-- Instructions for the task --
Locate each line in the rows below that contains the string "ceiling", and copy those lines. Case matters when matching.

-- Dataset records --
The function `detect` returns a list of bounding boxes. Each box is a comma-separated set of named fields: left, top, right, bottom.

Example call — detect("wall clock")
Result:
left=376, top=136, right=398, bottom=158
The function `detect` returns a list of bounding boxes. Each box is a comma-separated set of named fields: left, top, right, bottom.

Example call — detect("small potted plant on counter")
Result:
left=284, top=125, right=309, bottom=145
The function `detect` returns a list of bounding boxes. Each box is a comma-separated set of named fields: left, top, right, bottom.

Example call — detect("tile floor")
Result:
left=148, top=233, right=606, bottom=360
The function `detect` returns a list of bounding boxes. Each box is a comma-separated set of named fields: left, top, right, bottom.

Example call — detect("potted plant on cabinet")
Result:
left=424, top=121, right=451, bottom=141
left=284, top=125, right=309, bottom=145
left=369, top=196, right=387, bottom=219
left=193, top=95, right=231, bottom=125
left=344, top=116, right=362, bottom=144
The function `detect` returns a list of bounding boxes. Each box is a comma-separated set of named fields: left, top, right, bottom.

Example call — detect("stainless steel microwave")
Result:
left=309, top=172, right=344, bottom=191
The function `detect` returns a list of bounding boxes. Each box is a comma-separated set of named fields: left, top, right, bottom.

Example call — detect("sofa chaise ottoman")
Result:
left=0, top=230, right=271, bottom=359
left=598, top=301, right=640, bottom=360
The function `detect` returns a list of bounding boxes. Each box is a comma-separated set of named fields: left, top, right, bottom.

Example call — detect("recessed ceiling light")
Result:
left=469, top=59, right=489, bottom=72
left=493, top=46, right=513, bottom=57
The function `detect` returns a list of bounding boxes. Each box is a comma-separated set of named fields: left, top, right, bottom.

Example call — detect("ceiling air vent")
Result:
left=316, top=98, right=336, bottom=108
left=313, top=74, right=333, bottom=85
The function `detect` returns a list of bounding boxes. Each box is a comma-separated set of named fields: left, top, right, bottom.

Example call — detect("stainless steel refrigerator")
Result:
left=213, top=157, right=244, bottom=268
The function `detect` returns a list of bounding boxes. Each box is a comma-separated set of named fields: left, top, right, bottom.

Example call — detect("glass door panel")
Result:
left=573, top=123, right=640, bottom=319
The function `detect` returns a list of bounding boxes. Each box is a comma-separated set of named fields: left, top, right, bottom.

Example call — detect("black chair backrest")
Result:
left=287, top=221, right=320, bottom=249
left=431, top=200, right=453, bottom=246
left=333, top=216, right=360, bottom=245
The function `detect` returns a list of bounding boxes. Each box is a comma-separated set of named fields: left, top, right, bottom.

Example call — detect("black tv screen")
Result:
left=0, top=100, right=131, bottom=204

-- Solution to this problem --
Example call — detect("recessed ceiling light")
Example call — detect("ceiling air vent")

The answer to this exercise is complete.